• **Exercise directions**
Repeat word for word the lines of the material below, starting with the line that contains "subject: man wearing white face mask" and continuing through the end of the material, with both ends included.

• **Entries shown**
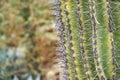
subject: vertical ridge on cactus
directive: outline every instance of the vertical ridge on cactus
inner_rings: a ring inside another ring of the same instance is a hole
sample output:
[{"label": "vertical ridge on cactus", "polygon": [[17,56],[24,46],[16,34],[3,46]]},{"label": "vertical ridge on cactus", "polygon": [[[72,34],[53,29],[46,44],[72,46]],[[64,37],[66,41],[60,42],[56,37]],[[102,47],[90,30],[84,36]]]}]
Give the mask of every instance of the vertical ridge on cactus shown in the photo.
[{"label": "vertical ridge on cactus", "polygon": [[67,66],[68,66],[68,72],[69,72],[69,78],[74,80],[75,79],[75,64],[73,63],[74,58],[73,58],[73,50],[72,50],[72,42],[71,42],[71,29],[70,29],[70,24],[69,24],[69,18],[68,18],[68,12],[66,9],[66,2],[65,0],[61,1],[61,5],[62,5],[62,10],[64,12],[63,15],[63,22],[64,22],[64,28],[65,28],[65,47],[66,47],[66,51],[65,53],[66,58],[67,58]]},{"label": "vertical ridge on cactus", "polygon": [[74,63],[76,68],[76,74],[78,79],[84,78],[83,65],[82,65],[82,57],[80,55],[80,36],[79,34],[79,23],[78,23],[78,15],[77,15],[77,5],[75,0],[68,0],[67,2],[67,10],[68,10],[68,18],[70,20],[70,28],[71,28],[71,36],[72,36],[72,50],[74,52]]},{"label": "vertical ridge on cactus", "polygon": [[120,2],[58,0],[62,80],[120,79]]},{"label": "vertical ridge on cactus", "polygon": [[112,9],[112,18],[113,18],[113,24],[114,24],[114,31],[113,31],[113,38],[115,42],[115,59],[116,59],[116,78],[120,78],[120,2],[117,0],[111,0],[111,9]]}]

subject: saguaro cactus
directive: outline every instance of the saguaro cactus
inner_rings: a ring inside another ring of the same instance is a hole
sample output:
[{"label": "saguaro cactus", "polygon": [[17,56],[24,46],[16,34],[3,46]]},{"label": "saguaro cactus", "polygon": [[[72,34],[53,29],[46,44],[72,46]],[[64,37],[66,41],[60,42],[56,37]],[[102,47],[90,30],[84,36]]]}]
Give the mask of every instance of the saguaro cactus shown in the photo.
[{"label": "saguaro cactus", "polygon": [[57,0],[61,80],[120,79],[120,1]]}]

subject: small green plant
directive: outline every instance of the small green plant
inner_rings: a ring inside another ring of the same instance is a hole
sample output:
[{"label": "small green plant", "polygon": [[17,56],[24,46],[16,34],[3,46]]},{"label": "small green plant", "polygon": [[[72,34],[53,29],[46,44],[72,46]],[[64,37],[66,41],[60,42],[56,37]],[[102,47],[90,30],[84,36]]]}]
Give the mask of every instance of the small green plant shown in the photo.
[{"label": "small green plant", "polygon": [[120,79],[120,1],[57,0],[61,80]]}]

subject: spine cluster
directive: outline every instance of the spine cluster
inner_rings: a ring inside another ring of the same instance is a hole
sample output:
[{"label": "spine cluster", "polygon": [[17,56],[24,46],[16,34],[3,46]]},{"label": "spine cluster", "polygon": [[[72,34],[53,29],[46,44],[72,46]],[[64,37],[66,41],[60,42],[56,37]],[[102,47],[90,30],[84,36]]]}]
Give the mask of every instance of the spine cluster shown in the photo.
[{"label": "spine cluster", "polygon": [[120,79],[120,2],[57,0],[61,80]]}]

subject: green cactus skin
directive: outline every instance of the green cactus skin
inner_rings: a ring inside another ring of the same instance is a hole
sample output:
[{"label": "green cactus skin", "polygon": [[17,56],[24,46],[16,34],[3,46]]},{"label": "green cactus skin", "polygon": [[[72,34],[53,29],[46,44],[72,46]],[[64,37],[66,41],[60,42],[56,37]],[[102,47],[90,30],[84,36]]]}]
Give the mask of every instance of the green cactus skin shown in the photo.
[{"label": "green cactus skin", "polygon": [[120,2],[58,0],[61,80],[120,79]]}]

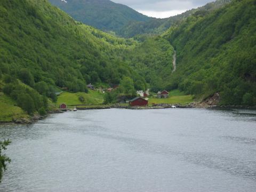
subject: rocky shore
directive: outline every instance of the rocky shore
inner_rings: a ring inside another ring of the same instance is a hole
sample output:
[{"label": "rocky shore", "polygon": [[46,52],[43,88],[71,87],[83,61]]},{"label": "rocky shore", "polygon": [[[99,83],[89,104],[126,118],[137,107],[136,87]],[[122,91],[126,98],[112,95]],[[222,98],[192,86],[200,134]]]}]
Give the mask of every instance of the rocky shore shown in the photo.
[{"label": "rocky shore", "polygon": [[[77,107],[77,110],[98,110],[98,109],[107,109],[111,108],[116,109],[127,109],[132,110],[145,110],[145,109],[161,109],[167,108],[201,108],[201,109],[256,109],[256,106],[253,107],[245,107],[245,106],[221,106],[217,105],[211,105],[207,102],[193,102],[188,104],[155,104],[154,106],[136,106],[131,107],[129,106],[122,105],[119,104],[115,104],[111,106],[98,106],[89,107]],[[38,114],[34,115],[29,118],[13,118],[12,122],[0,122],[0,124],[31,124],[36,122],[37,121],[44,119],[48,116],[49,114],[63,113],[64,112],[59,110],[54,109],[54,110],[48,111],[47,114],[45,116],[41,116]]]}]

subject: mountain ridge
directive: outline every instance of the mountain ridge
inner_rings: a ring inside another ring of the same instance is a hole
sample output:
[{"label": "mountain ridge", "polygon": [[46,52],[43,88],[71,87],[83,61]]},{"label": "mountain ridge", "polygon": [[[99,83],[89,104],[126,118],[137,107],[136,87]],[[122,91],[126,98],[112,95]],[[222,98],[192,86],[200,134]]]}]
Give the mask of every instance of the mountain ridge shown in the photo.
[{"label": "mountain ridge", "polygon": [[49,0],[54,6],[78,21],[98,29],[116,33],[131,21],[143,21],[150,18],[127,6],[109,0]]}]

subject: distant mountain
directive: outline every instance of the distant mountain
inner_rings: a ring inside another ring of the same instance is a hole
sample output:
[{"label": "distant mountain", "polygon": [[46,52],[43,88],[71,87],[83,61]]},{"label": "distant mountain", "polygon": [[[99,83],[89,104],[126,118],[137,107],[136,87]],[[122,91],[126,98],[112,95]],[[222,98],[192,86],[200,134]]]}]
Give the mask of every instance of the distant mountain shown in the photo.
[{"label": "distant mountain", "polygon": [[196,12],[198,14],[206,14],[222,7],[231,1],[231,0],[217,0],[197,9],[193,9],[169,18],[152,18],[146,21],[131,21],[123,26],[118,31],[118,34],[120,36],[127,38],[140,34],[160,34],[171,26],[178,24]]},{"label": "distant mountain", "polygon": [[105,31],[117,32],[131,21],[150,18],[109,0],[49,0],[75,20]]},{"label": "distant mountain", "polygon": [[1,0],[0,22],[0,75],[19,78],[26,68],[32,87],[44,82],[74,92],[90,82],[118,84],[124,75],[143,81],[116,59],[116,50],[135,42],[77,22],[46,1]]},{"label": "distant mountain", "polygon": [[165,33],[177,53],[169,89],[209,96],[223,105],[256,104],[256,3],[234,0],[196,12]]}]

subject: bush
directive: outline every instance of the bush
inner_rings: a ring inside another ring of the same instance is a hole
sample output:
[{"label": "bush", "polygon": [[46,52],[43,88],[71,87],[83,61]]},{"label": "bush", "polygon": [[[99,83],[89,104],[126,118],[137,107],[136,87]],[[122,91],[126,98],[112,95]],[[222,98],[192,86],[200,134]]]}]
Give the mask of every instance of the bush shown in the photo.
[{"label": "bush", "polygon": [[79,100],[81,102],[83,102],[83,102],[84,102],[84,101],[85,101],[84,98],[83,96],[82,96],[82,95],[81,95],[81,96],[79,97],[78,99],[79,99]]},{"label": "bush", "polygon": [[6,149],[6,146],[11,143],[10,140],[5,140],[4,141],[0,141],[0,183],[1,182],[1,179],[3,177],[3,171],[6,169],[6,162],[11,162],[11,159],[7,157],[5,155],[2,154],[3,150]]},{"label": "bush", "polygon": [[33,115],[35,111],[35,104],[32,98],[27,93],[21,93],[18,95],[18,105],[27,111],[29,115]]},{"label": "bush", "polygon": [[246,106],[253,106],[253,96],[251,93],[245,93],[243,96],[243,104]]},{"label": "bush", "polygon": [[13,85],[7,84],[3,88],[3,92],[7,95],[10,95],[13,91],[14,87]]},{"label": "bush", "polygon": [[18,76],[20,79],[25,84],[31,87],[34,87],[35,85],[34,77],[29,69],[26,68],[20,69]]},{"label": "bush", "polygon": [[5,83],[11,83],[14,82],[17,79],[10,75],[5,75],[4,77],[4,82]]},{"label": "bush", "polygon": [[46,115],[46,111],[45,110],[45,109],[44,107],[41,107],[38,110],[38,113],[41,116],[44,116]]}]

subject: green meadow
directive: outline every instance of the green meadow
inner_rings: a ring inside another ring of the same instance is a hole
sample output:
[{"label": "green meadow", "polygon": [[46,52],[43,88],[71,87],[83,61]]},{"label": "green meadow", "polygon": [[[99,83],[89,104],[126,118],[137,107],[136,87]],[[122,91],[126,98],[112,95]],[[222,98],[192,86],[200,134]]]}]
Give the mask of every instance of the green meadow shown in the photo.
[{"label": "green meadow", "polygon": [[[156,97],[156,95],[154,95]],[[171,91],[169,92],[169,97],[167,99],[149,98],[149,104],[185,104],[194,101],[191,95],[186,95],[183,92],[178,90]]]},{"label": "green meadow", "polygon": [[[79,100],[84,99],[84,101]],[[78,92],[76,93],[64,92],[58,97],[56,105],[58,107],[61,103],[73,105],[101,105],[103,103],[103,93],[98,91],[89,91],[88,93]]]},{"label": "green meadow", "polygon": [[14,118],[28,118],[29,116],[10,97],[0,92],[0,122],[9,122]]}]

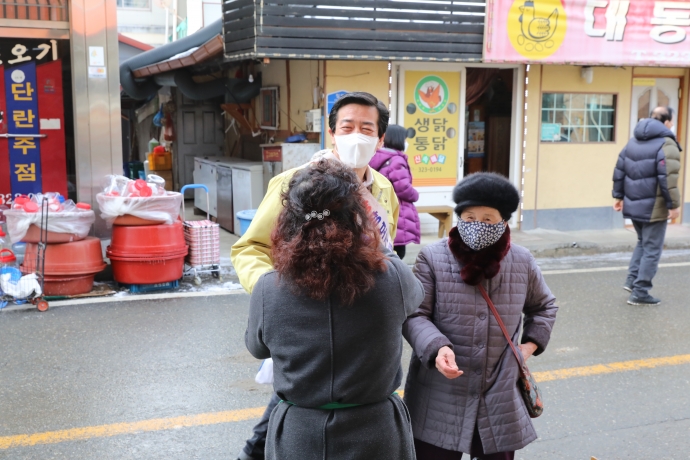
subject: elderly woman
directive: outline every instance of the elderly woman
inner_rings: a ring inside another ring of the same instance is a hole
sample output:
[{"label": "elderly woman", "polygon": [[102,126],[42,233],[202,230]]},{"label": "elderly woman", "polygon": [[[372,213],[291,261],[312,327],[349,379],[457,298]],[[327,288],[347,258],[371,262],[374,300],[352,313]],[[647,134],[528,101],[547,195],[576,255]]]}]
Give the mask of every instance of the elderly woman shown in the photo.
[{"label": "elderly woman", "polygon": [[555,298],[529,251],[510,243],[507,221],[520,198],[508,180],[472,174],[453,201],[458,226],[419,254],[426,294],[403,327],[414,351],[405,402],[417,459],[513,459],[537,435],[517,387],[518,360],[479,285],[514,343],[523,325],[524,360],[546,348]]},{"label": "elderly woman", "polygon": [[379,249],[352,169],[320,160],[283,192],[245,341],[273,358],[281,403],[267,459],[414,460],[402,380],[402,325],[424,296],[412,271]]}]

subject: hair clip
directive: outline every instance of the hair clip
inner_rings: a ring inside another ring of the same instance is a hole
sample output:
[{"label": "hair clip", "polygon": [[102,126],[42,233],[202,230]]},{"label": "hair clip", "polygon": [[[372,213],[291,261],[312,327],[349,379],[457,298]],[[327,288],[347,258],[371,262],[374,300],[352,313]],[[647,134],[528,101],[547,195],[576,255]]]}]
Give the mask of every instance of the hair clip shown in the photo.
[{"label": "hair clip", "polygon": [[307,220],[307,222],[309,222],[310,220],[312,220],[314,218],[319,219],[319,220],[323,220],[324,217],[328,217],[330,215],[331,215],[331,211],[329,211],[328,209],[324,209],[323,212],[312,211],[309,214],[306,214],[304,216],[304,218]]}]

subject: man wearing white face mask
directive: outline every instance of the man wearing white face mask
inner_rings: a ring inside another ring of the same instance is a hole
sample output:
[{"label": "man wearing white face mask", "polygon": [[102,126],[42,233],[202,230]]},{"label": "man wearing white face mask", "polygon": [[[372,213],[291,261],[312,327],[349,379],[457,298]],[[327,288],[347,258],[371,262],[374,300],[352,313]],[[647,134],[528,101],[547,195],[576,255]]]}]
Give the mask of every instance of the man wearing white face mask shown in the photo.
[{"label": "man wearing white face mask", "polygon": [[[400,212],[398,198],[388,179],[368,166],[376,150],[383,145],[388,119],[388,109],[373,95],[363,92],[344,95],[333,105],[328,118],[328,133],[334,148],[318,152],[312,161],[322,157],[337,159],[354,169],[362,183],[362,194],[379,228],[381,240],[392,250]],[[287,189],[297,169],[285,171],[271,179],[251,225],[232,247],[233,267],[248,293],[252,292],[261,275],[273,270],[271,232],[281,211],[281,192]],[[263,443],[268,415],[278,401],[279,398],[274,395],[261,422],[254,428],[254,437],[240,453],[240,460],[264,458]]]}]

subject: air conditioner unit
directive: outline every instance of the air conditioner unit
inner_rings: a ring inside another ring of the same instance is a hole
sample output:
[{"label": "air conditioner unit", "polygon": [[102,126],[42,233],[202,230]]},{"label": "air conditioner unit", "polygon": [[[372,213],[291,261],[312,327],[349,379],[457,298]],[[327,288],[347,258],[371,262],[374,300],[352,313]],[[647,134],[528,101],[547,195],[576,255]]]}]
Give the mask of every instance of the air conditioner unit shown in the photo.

• **Problem solution**
subject: man wearing white face mask
directive: outline every instance of the man wearing white face mask
inner_rings: a ring inside another ring of the same instance is a hole
sample output:
[{"label": "man wearing white face mask", "polygon": [[102,126],[42,233],[202,230]]},{"label": "man wearing white face mask", "polygon": [[[372,213],[291,261],[312,327],[349,379],[457,298]],[[327,288],[347,258],[371,262],[374,300],[352,313]],[[647,134],[528,101],[547,195],[576,255]]]}]
Give the mask of every instance of the man wearing white face mask shown in the photo.
[{"label": "man wearing white face mask", "polygon": [[[400,212],[398,198],[388,179],[368,166],[376,150],[383,145],[388,119],[388,109],[373,95],[363,92],[344,95],[333,105],[328,118],[328,133],[334,148],[318,152],[312,161],[322,157],[337,159],[354,169],[362,183],[362,194],[379,228],[381,240],[392,250]],[[287,189],[297,169],[285,171],[271,179],[251,225],[232,247],[233,267],[248,293],[252,292],[261,275],[273,270],[271,232],[281,211],[281,192]],[[263,443],[268,415],[278,401],[279,398],[274,395],[261,422],[254,428],[254,437],[240,453],[240,460],[264,458]]]}]

subject: air conditioner unit
directive: outline every instance of the air conditioner unit
inner_rings: a ring inside another ring of the same instance is a hole
sample output:
[{"label": "air conditioner unit", "polygon": [[102,126],[42,233],[202,230]]},{"label": "air conditioner unit", "polygon": [[[372,213],[291,261],[312,327],[349,379],[457,298]],[[327,288],[347,258],[371,262],[374,300],[352,313]],[[647,134],[528,101],[547,195],[576,255]]]}]
Give the mask of every instance of the air conditioner unit shown in the photo.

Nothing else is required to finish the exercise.